### Required task
Rewrite the entries starting at the first line and ending at the line that contains "[657,451,712,482]", shifting every bounding-box coordinate in the results up by 129 and keeping all other text unchanged.

### Given records
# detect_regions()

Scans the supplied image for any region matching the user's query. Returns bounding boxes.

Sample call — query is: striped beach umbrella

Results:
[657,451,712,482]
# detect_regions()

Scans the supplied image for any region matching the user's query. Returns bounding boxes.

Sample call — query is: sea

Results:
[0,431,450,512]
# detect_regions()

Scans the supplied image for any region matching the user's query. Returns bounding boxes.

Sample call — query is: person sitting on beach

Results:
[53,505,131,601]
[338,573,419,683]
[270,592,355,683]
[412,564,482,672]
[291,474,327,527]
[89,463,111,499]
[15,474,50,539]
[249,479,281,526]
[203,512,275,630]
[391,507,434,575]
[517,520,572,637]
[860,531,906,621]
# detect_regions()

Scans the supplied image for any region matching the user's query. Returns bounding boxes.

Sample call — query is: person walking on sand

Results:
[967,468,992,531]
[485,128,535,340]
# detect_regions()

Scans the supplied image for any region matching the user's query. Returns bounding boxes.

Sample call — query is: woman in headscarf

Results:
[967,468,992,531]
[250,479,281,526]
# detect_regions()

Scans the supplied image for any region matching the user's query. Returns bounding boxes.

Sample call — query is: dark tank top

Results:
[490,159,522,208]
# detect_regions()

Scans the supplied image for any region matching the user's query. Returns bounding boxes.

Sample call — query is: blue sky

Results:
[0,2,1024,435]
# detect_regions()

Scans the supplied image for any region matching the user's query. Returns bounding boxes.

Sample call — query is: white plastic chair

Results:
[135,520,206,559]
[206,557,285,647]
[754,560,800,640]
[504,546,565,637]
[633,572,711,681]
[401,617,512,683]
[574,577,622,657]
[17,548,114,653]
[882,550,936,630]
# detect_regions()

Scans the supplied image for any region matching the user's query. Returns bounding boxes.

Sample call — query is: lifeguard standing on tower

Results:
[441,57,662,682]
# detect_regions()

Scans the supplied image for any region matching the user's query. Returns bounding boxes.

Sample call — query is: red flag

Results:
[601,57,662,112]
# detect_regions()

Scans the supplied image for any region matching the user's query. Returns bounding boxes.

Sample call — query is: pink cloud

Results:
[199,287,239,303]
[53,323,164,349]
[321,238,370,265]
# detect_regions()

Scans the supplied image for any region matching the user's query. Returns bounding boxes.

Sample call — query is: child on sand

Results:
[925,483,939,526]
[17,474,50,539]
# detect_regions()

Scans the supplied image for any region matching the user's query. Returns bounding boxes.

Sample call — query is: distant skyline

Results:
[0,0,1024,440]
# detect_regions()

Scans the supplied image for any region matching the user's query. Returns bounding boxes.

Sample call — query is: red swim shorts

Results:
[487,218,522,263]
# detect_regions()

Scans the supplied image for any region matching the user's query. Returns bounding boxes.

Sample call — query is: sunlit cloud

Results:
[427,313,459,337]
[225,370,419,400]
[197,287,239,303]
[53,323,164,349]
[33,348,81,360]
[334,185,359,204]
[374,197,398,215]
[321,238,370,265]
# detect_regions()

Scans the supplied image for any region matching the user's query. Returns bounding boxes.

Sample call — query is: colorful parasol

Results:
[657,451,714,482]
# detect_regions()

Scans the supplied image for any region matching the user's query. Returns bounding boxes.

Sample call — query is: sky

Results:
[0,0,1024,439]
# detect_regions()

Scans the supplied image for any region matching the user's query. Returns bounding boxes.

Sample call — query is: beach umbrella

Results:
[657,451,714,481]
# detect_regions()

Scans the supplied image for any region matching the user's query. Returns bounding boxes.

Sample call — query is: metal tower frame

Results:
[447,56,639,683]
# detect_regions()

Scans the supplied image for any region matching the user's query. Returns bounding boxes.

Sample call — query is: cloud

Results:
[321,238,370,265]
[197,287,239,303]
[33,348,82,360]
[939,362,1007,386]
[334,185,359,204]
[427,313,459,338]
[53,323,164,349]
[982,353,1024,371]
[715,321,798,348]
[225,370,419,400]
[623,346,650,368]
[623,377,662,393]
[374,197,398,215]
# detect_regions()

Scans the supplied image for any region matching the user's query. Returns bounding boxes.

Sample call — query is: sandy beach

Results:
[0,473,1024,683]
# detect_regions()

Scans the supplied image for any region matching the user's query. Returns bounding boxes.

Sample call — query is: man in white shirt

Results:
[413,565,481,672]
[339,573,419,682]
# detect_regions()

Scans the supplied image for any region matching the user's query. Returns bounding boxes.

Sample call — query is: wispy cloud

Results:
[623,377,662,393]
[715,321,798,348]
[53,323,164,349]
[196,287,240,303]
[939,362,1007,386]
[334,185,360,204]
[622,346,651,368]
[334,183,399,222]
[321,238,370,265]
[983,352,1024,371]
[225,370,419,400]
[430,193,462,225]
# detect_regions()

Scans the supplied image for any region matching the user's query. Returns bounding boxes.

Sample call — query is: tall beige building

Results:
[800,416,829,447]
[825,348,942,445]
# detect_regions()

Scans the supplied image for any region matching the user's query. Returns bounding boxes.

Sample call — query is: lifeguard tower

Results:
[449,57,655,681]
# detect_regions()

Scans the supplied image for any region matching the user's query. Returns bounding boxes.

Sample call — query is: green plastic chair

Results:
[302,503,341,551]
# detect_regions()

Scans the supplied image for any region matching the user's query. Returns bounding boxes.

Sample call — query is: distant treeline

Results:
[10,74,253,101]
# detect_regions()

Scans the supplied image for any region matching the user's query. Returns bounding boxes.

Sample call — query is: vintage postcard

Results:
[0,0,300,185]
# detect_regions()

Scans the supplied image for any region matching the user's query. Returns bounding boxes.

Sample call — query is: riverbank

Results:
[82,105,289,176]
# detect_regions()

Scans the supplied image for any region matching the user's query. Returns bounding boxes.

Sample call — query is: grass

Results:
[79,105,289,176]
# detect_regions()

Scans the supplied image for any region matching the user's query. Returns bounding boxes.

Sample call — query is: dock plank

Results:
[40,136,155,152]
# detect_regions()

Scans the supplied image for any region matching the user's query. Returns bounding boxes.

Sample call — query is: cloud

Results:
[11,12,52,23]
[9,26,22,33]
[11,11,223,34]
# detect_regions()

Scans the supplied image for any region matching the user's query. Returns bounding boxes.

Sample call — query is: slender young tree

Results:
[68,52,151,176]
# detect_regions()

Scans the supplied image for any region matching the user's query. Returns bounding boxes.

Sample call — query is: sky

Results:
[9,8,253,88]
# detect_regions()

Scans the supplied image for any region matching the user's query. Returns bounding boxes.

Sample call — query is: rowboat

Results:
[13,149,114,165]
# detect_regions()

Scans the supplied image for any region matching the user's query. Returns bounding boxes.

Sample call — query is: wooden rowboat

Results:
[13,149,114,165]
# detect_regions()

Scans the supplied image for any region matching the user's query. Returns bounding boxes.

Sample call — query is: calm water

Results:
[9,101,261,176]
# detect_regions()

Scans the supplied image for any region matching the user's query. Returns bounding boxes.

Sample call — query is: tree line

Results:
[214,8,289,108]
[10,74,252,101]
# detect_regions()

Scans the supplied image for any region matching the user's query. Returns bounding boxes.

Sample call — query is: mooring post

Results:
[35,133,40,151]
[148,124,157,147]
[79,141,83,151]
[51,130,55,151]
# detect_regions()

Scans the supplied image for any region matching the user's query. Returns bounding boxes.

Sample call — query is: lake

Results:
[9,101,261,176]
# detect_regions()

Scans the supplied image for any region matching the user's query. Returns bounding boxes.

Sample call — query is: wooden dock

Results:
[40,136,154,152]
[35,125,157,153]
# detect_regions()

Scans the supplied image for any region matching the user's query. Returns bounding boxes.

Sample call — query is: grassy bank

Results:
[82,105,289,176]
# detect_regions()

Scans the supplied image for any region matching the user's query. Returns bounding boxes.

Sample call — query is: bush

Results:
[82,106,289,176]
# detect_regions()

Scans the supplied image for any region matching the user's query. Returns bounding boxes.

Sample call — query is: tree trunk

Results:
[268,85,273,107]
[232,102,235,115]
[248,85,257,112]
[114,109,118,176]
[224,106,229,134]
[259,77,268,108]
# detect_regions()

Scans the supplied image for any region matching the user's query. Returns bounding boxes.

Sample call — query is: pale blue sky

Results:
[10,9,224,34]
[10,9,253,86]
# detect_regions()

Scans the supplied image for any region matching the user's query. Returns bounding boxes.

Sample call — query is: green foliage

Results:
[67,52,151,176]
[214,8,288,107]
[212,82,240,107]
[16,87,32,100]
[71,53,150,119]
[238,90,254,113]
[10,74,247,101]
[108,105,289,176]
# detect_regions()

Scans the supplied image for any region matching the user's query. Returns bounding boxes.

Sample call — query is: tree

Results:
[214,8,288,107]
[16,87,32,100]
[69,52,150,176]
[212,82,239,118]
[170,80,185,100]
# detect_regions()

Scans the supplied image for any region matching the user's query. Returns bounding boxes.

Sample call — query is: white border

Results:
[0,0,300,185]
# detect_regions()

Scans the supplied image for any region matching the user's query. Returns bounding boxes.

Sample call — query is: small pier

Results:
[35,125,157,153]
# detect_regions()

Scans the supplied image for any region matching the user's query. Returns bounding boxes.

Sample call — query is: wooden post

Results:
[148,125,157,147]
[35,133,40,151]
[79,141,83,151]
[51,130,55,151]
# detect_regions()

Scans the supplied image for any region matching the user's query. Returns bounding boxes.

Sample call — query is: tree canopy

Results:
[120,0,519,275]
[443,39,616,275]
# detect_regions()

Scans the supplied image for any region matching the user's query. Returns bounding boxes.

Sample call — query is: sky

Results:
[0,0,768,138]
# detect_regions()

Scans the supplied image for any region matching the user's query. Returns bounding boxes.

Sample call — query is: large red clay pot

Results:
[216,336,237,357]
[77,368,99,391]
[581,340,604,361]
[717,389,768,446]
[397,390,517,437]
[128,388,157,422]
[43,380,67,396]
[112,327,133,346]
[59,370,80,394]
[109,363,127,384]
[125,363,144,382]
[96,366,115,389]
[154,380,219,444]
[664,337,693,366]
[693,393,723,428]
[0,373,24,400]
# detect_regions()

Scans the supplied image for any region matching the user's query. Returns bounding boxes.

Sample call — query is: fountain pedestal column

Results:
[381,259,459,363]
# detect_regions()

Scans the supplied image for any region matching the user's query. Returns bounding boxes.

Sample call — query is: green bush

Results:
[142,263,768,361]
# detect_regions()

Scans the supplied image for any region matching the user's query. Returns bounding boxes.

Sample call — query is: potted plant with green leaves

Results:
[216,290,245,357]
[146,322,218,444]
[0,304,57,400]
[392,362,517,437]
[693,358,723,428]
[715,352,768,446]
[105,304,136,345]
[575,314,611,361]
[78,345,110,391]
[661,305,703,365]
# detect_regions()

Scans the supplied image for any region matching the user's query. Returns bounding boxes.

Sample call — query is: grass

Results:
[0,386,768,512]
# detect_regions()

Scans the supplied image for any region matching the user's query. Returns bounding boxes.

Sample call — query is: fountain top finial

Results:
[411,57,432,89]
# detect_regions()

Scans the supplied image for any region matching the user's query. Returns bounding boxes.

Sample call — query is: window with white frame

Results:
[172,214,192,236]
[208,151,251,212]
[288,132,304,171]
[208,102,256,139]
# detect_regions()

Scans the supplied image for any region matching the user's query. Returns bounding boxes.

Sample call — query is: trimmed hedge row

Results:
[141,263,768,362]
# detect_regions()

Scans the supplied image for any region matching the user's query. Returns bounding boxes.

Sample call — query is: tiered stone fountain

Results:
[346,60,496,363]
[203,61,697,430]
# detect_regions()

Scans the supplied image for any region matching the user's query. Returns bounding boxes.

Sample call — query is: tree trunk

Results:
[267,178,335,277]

### Response to the task
# detect_regions()

Scans the supplied image for any region matching the user's query. Returns bounding boxes.

Sample call — query is: striped beach umbrella

Results:
[786,580,841,611]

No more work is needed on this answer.